◆ AIM OF THE EXERCISE ◆
Could you copy all of the records below exactly as they appear?

:: MATERIAL PROVIDED

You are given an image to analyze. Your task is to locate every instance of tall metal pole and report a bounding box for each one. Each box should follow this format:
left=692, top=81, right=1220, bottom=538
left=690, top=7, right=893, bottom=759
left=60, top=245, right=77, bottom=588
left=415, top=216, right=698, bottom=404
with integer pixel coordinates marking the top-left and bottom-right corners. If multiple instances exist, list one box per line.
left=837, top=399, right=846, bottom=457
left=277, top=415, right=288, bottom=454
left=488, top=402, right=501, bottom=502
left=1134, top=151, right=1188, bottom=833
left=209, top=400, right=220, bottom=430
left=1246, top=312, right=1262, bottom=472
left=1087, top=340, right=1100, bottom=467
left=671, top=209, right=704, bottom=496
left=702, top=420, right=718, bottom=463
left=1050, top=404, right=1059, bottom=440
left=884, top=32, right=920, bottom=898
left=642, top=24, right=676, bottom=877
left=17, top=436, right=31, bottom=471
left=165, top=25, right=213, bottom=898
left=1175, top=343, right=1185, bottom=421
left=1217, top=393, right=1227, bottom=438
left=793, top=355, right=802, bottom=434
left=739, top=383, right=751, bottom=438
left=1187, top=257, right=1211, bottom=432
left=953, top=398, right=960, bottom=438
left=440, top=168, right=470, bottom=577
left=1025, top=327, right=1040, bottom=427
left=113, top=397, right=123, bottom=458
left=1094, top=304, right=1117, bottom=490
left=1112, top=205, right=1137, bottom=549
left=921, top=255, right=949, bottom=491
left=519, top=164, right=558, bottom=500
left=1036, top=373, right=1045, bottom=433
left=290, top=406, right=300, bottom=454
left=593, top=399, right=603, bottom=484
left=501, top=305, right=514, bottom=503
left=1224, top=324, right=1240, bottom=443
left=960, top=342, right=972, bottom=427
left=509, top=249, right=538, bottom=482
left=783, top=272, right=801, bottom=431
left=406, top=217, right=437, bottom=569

::::

◆ ANSWER TO THIS TASK ◆
You are given an image to analyze. Your task is to locate every instance of tall metal pole and report a bounding box for each one. Each box should follow this format:
left=692, top=81, right=1220, bottom=538
left=690, top=7, right=893, bottom=759
left=60, top=245, right=77, bottom=588
left=415, top=216, right=698, bottom=404
with integer pixel coordinates marking the top-left and bottom-right corners. If multiple instances exist, list one box per line.
left=837, top=399, right=846, bottom=457
left=277, top=415, right=288, bottom=454
left=488, top=402, right=501, bottom=502
left=1134, top=151, right=1188, bottom=833
left=209, top=400, right=220, bottom=430
left=1246, top=312, right=1262, bottom=472
left=1087, top=340, right=1100, bottom=467
left=671, top=209, right=704, bottom=496
left=702, top=420, right=718, bottom=463
left=1050, top=404, right=1059, bottom=440
left=884, top=32, right=920, bottom=898
left=642, top=24, right=676, bottom=877
left=17, top=436, right=31, bottom=471
left=165, top=25, right=213, bottom=898
left=1175, top=343, right=1185, bottom=421
left=1217, top=393, right=1227, bottom=438
left=793, top=355, right=802, bottom=434
left=739, top=383, right=751, bottom=438
left=1187, top=257, right=1211, bottom=432
left=953, top=398, right=960, bottom=438
left=440, top=168, right=470, bottom=577
left=1025, top=327, right=1040, bottom=427
left=113, top=397, right=123, bottom=458
left=1094, top=304, right=1117, bottom=490
left=1112, top=205, right=1137, bottom=549
left=921, top=255, right=949, bottom=491
left=519, top=164, right=558, bottom=500
left=1036, top=373, right=1045, bottom=433
left=290, top=406, right=300, bottom=454
left=593, top=399, right=603, bottom=484
left=501, top=305, right=514, bottom=503
left=1224, top=324, right=1240, bottom=443
left=960, top=342, right=972, bottom=427
left=509, top=249, right=538, bottom=482
left=783, top=272, right=801, bottom=431
left=406, top=217, right=437, bottom=569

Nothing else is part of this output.